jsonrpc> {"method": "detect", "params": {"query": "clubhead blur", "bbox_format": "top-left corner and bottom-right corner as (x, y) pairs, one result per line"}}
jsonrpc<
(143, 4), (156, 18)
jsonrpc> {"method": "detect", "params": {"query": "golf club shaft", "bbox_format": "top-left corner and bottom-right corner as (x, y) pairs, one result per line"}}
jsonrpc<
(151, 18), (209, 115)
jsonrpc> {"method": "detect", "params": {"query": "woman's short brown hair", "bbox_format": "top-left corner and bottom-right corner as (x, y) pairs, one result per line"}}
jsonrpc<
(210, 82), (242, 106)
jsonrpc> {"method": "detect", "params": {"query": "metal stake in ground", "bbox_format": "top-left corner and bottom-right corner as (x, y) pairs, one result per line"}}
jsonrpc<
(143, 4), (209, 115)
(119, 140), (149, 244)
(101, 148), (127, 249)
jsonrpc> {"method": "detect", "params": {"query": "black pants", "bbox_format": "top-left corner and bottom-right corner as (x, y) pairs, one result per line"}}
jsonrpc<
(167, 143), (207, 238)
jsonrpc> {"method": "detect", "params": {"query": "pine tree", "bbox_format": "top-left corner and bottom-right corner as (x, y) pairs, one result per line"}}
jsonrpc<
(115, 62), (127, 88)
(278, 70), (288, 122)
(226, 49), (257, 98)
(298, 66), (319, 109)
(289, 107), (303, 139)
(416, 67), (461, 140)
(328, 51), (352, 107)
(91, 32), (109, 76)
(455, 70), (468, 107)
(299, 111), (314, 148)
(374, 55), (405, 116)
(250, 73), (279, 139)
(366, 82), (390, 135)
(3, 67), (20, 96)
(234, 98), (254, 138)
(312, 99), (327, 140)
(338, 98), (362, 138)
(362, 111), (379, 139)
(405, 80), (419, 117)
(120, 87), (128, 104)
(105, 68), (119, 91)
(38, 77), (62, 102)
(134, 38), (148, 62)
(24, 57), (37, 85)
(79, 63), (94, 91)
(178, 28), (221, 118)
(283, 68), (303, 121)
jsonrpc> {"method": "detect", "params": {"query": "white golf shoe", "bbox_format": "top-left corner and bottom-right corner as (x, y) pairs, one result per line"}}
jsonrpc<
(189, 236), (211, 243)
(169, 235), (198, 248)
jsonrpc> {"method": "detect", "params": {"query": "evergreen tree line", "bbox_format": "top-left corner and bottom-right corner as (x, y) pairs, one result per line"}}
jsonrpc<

+++

* **Problem details**:
Pick out every line of the material that contains the string "tree", and copy each such line in full. Case counts.

* **Exercise answer**:
jsonrpc> {"method": "detect", "params": {"query": "pine tree", "bbox_format": "top-left corner and bottom-right corner as (x, y) pairs, one result per line"}}
jsonrpc> {"method": "detect", "params": {"query": "evergreen tree line", "bbox_format": "top-left corner and bottom-right corner as (x, y) pairs, one result per line"}}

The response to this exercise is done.